- Work task A -
In the piece about Penny Campbell, how many notepads did she keep in her desk drawer?
- Work task B -
Carry on the piece about Penny Campbell from its last sentence.

[Opening Document extract section]

Eikel remembers that Penny Campbell was always focused and took great pride in readily providing whatever assistance was needed. She could not only tell patients and family members where to go and who to meet, she would also pull out just about anything someone might need in an emergency. “She’d always have a couple of umbrellas stashed away to share on rainy days, an environmental hazard sign in case there was a spill and notepads…lots of notepads. She could have kept just one, but kept 10 or 12 in her desk drawer because she wanted to make sure she was fully supplied!” says Eikel. “What others would call ‘going above and beyond’ was always Penny Campbell’s normal.’”
“When people have been in a few times, they get to know you and begin to look for someone they recognize…a trust relationship is built,” Campbell explains. In retirement, she still finds herself asking, “How is so and so doing? I miss that.” People often arrived at her desk nervous and stressed, wanting someone familiar with whom to talk instead of seeking out staff from social services or the chaplain’s office. It was not unusual for a total stranger to walk up to her desk and say, “I was told that you’ll know who I need to talk to and who I need to see,” she said.

[Closing Document extract section]
[Opening Given data section]

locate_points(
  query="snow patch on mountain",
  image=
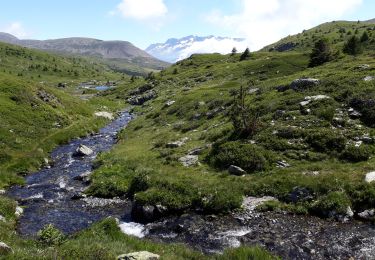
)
(177, 49)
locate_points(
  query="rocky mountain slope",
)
(177, 49)
(337, 32)
(120, 55)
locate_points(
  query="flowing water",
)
(48, 196)
(52, 195)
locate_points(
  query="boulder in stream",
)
(83, 150)
(142, 255)
(5, 249)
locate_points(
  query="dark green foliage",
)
(234, 51)
(364, 37)
(356, 154)
(326, 141)
(245, 119)
(245, 55)
(50, 236)
(353, 46)
(331, 204)
(321, 53)
(249, 157)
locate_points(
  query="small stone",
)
(282, 164)
(235, 170)
(5, 249)
(83, 150)
(142, 255)
(370, 177)
(189, 160)
(19, 211)
(367, 214)
(170, 103)
(106, 115)
(369, 78)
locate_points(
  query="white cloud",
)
(264, 22)
(142, 9)
(212, 45)
(16, 29)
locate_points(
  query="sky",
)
(144, 22)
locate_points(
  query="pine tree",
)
(321, 53)
(245, 55)
(364, 37)
(353, 46)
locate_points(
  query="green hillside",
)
(36, 115)
(337, 32)
(278, 139)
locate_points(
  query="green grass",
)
(203, 83)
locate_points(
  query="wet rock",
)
(5, 249)
(141, 99)
(235, 170)
(282, 88)
(300, 194)
(46, 97)
(367, 214)
(83, 150)
(103, 114)
(99, 202)
(170, 103)
(19, 211)
(370, 177)
(189, 160)
(141, 89)
(85, 177)
(303, 84)
(197, 151)
(354, 114)
(177, 144)
(142, 255)
(369, 78)
(282, 164)
(78, 196)
(143, 213)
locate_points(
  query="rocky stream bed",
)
(54, 195)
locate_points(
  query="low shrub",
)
(331, 204)
(326, 141)
(356, 154)
(249, 157)
(50, 236)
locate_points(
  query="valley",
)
(260, 156)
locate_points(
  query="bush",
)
(326, 141)
(353, 46)
(249, 157)
(50, 236)
(331, 204)
(321, 53)
(356, 154)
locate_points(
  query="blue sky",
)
(144, 22)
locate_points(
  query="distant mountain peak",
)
(176, 49)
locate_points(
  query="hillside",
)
(36, 115)
(337, 32)
(174, 49)
(307, 142)
(119, 55)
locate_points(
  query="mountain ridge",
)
(175, 49)
(119, 55)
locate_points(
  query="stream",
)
(53, 195)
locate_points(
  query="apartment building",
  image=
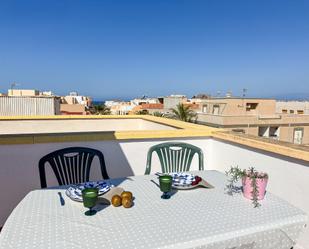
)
(292, 107)
(254, 116)
(29, 106)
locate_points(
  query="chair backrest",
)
(71, 165)
(174, 157)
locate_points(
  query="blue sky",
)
(129, 48)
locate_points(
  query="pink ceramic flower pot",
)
(247, 187)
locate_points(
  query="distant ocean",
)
(102, 101)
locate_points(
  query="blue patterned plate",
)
(182, 180)
(75, 191)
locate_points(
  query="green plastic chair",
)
(174, 157)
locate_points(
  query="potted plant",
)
(253, 183)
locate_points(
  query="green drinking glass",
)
(90, 197)
(165, 185)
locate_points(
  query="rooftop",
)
(120, 138)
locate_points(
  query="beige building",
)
(256, 117)
(75, 104)
(292, 107)
(23, 92)
(29, 106)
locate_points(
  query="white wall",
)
(77, 125)
(19, 168)
(287, 179)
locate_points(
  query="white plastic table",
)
(199, 218)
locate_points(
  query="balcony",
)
(125, 141)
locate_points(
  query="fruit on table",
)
(116, 201)
(127, 202)
(127, 194)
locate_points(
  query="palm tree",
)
(183, 112)
(100, 110)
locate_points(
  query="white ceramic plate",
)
(75, 191)
(182, 180)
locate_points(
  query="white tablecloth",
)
(200, 218)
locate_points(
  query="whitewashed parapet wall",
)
(29, 106)
(19, 167)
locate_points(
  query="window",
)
(215, 109)
(251, 106)
(300, 112)
(298, 135)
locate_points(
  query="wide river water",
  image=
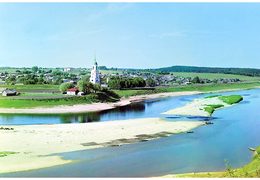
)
(209, 148)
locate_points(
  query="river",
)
(209, 148)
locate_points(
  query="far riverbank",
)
(96, 107)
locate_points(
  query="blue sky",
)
(139, 35)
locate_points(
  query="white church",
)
(95, 76)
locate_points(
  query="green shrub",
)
(232, 99)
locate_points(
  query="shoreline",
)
(96, 107)
(40, 144)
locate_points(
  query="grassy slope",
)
(202, 88)
(46, 95)
(212, 76)
(252, 169)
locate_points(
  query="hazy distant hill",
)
(240, 71)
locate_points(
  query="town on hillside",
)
(69, 79)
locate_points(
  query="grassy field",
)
(202, 88)
(212, 76)
(49, 95)
(252, 169)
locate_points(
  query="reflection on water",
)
(234, 129)
(115, 114)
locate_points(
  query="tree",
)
(150, 82)
(195, 80)
(35, 69)
(65, 86)
(85, 86)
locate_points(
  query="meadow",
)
(49, 95)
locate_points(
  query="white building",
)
(95, 76)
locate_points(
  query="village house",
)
(73, 91)
(9, 92)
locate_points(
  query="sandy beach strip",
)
(35, 144)
(83, 108)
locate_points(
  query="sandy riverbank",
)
(34, 144)
(82, 108)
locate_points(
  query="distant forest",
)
(239, 71)
(195, 69)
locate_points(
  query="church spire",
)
(95, 59)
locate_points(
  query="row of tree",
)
(125, 83)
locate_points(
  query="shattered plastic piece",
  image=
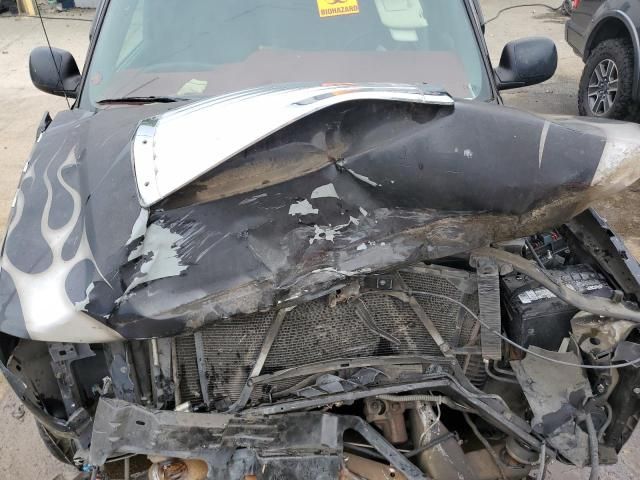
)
(325, 191)
(303, 207)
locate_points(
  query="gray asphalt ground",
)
(22, 455)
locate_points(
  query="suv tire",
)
(609, 66)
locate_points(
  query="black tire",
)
(62, 449)
(620, 52)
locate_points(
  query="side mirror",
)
(526, 62)
(57, 74)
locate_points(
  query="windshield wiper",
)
(141, 100)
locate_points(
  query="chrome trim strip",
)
(174, 149)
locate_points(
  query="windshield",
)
(177, 48)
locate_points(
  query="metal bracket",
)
(489, 300)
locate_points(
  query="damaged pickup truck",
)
(305, 240)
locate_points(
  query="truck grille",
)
(316, 331)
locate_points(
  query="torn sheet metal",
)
(355, 187)
(556, 394)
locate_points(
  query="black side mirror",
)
(57, 74)
(526, 62)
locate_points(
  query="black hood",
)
(354, 189)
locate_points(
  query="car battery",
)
(535, 316)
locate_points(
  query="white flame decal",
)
(48, 312)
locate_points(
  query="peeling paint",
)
(248, 201)
(364, 179)
(80, 306)
(140, 226)
(543, 141)
(160, 253)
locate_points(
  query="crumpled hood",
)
(356, 187)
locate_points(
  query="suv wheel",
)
(607, 80)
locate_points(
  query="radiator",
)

[Closing Given data section]

- Written reply A -
She kept 10 or 12 notepads.

- Written reply B -
Campbell was everyone’s point person and every now and then her people-passion would merge with the other ruling passion of her life — sports. “They’d give me a hard time about that up at the front desk,” she giggles. “I’d always make everybody wear black and gold before a football game.” And several times, she even played the role of “secret recruiter” for the Mizzou Tigers. Whenever a young man who was the right age with the right physique walked past her desk, she’d size up his potential for the team. “One time when a really tall guy came by, I stopped and asked him, ‘Hey, do you have any eligibility left?’” The seven-foot-tall, athletic-looking guy responded, “No… besides my knees are shot.” Another time, a young man responded, “No, my eligibility is all up. I played for Georgia.”
And her passion for sports goes way beyond simply wearing the team colors and showing up for all the home games. Campbell knows the game! “As a seven year old, I remember watching the World Champion Kansas City Chiefs and my mother knowing every single penalty foul the referee called,” her son Chris Campbell, boasts. “She can break down a 1-3-1 defense on the basketball court and can explain the reason for a referee’s flag on the football field.” He attributes his lifelong passion for sports to his mother’s knowledge of the “inner workings” of the game.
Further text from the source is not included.